Return each line of the listing in which the word "below" appears.

◆ **Data under study**
□ □ □ □ □ □ □

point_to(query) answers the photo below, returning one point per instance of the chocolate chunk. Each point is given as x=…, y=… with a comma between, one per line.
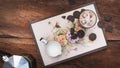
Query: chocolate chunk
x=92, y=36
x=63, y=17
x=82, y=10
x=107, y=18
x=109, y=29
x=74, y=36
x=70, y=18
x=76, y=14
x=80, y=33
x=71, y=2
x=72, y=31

□ □ □ □ □ □ □

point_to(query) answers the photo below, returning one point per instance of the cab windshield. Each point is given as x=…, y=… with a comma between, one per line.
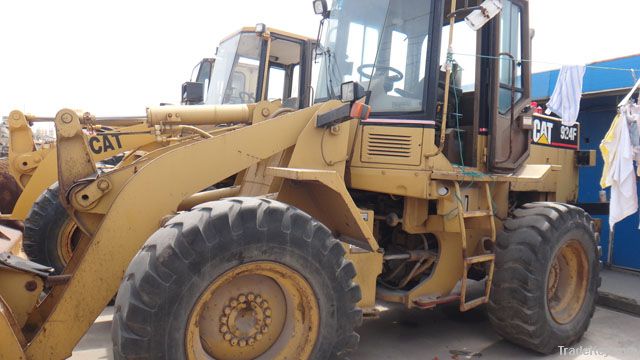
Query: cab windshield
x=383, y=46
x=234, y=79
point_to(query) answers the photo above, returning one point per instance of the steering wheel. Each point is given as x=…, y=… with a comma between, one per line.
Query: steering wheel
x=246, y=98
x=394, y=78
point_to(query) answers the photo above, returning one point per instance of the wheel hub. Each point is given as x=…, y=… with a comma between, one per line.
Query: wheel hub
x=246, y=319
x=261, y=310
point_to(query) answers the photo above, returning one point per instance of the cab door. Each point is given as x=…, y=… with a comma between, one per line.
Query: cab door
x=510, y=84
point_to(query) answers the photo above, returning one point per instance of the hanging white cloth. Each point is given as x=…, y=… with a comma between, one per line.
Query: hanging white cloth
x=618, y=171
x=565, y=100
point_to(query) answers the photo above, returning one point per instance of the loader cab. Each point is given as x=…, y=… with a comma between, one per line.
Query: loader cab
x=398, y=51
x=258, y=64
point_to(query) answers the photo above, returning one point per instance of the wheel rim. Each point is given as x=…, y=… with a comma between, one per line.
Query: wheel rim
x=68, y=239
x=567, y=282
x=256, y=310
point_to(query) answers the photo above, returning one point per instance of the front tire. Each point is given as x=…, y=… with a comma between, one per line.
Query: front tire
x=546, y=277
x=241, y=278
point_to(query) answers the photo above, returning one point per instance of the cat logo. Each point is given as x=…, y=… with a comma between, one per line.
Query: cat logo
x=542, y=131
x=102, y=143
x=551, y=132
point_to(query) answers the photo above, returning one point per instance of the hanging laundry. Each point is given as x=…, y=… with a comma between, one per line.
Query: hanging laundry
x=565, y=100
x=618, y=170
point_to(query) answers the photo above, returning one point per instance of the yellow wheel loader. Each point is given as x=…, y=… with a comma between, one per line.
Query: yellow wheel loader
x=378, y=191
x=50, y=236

□ □ □ □ □ □ □

◆ **Finished exercise**
point_to(query) answers the photo below, returning one point per instance of the chocolate chunk. Each point is given as x=…, y=… with a comma between, one per line.
point_to(query) answers the photo below, returning one point per instance of the cab windshield. Each point is given as x=…, y=… with a comma between, one per line.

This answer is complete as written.